* [Exercise goal]
Once the line with "ok i need to grab the mill" is found, repeat exactly that line and every one after it until the data below ends, including the last line.

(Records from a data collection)
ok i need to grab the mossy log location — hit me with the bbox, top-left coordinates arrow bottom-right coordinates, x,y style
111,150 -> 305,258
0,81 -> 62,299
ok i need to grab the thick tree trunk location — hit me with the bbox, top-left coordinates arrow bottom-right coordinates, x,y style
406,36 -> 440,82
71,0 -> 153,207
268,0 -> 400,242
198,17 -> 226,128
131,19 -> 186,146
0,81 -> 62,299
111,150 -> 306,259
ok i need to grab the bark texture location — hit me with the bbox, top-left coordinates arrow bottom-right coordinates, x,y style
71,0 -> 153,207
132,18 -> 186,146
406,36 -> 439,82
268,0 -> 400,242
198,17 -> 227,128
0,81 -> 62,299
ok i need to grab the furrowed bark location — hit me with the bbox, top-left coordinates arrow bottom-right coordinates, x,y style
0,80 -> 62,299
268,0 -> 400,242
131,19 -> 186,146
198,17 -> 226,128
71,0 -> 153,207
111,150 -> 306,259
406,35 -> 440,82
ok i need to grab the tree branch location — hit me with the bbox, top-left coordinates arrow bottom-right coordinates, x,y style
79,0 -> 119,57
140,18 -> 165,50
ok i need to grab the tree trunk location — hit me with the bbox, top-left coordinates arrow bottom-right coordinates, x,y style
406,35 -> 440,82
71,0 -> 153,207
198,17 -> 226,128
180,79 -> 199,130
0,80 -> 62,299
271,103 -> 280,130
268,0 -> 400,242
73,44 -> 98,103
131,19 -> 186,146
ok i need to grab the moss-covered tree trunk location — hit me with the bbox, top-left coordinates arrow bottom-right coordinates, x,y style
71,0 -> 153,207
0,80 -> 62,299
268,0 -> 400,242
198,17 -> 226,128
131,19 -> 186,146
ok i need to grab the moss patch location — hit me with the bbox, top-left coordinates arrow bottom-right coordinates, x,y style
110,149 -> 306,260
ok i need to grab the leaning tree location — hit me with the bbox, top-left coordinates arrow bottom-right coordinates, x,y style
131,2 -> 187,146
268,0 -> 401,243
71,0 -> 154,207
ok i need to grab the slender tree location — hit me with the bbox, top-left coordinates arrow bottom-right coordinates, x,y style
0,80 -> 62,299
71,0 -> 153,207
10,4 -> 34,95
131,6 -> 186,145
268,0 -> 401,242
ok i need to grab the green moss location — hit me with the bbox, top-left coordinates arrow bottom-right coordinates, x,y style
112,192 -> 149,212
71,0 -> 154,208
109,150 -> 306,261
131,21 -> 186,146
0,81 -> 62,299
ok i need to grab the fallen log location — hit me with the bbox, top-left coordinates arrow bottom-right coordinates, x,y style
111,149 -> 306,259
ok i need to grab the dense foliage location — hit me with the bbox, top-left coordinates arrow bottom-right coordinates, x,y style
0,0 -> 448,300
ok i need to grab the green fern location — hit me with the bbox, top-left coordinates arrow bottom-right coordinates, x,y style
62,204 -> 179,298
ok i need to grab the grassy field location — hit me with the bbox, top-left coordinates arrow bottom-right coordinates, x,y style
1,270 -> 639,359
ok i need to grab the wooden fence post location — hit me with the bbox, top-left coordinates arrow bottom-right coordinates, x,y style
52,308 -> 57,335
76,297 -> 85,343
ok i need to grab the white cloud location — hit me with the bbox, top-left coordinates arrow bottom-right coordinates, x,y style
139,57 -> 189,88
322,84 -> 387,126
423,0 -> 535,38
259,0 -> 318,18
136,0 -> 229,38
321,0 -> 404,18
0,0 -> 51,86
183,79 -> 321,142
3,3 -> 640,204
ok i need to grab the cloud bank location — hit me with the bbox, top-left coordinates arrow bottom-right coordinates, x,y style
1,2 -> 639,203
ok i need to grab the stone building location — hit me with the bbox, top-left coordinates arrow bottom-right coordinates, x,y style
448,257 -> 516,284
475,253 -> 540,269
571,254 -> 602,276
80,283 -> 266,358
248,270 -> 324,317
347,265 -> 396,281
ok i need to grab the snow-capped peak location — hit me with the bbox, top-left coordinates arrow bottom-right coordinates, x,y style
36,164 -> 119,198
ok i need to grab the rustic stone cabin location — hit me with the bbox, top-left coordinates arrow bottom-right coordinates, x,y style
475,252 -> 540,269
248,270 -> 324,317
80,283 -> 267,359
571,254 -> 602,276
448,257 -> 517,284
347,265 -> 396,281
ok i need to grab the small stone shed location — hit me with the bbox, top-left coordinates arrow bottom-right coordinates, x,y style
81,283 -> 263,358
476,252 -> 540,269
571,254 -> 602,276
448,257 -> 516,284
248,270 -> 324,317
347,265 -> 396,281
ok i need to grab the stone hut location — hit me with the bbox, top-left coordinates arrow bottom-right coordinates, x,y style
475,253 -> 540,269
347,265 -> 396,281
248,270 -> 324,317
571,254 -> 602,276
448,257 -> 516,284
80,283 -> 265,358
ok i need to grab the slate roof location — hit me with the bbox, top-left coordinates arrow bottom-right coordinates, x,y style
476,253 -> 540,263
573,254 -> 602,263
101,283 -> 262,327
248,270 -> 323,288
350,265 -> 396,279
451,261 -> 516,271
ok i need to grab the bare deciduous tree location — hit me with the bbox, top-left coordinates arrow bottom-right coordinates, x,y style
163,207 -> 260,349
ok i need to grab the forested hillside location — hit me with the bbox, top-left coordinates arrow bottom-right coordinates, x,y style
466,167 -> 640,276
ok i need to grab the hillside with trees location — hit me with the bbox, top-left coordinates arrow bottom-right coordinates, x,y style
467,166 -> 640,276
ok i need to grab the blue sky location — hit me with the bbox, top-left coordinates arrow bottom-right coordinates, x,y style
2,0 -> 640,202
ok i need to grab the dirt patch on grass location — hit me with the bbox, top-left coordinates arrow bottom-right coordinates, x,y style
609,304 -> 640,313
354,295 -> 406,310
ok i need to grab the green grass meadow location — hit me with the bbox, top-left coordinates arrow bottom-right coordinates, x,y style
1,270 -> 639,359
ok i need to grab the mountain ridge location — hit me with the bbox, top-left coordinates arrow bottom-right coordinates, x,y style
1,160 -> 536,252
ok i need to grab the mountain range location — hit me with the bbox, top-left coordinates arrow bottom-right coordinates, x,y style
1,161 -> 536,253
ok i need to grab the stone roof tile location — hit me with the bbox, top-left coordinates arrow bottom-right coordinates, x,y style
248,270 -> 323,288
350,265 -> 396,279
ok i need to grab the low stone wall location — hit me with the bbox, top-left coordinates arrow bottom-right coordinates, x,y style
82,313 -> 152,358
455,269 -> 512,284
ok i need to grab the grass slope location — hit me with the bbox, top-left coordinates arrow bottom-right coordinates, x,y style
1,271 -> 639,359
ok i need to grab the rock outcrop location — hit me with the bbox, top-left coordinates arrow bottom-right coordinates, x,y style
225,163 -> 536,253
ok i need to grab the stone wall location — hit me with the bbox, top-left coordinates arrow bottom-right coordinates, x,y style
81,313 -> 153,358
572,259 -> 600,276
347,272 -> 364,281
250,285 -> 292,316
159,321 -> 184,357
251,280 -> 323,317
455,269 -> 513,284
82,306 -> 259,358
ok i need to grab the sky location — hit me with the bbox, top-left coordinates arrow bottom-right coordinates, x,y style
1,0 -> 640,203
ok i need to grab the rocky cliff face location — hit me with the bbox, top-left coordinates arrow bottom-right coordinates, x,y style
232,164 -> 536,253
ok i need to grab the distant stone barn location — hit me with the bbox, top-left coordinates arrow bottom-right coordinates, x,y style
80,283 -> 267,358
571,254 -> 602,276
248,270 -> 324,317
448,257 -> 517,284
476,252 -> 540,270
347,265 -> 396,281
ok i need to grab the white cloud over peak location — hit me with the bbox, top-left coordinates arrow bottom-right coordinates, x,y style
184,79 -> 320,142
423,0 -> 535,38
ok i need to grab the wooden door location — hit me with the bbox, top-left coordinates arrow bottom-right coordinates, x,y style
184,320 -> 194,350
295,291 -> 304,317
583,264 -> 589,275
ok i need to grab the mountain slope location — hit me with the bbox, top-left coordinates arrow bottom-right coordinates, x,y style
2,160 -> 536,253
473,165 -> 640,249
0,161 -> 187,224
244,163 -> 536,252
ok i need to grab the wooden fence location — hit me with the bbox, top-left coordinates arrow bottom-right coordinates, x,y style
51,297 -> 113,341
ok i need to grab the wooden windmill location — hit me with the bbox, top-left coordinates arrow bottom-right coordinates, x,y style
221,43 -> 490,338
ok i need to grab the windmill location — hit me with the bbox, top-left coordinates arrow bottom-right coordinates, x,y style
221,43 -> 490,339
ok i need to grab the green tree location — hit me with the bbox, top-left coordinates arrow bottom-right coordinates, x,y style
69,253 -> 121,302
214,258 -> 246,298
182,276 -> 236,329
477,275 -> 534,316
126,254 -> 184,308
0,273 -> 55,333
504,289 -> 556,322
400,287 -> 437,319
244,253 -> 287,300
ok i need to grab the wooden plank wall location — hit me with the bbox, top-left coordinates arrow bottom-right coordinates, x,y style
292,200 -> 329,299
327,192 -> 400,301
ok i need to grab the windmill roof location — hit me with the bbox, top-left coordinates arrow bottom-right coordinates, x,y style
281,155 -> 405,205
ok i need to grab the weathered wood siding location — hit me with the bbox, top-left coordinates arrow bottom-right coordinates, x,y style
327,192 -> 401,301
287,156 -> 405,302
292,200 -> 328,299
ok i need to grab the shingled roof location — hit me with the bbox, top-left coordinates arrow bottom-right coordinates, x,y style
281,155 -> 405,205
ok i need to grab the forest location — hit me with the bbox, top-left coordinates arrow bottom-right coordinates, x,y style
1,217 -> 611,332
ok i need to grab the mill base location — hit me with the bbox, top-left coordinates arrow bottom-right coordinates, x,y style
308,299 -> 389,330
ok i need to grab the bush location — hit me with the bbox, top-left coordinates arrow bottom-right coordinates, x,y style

* [Response]
ok i need to grab the mill base location — hit me with the bbox, top-left coordinates arrow bottom-right coordinates, x,y style
308,299 -> 389,330
ok i need to grab the bush location — hit me with the bbox, top-left coordinates arrow bottom-right coordinates, x,y style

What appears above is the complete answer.